◆ Work required:
Rewrite the data starting at the line containing "the monument, then" and ending at the final line of the data. Keep every line as it is, but shift each coordinate in the answer points up by 47.

◆ Provided information:
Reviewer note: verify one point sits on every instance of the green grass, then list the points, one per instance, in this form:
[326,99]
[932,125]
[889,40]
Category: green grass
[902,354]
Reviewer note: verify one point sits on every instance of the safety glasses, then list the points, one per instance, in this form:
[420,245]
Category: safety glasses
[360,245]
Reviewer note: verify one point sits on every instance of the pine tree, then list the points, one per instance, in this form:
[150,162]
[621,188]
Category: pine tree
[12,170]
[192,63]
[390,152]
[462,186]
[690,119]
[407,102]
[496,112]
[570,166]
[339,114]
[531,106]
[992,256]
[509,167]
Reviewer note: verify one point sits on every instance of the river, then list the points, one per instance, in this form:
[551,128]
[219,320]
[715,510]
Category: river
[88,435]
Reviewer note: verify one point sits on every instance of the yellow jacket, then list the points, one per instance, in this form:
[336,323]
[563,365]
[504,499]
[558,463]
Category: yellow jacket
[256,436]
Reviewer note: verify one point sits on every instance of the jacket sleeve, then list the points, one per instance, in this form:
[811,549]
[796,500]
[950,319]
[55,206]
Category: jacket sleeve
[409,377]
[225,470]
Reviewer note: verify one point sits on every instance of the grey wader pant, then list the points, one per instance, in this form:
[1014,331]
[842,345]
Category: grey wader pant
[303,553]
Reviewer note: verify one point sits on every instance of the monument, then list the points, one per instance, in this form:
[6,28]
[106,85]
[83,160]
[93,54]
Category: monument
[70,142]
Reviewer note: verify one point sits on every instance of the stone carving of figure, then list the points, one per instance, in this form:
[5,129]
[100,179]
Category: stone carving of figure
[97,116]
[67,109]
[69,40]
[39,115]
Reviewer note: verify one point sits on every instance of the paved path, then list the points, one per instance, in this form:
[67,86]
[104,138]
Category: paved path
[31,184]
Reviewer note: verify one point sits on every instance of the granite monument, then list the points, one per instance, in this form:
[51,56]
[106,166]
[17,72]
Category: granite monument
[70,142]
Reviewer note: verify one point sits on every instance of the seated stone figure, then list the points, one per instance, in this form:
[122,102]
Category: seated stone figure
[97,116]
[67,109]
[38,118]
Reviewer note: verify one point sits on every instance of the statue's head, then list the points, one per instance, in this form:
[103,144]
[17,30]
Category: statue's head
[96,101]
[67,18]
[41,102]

◆ Expected output:
Reviewer note: verify one point sits on every instance of the monument, then list the points, one per instance, in this form:
[6,28]
[106,85]
[83,160]
[93,54]
Category: monument
[117,189]
Reviewer note: verify one point sits on every instance of the stone carving of figure, then list the points, one per instance, in this form:
[5,129]
[100,179]
Category: stone carving of figure
[144,163]
[114,156]
[116,87]
[86,162]
Reviewer note: verify one point sits on every instance of the paved path, then list the points, one per instance, in this form:
[67,86]
[104,138]
Category: paved path
[78,231]
Reviewer note: verify one point sits on every instance of the granite monument, then list the points, one per instance, in this form:
[51,56]
[106,166]
[17,72]
Category: granite monument
[117,189]
Reviewer note: verify one point sits on every instance of the seated stone figure, then list the points, one per instance, in this form:
[122,102]
Category: seated stone figure
[144,163]
[114,156]
[85,165]
Reviewer note: verify one point sits on every instance of the statue's head, then list the points, one per instance, in this form:
[103,144]
[17,30]
Category: statue's head
[143,148]
[114,65]
[88,149]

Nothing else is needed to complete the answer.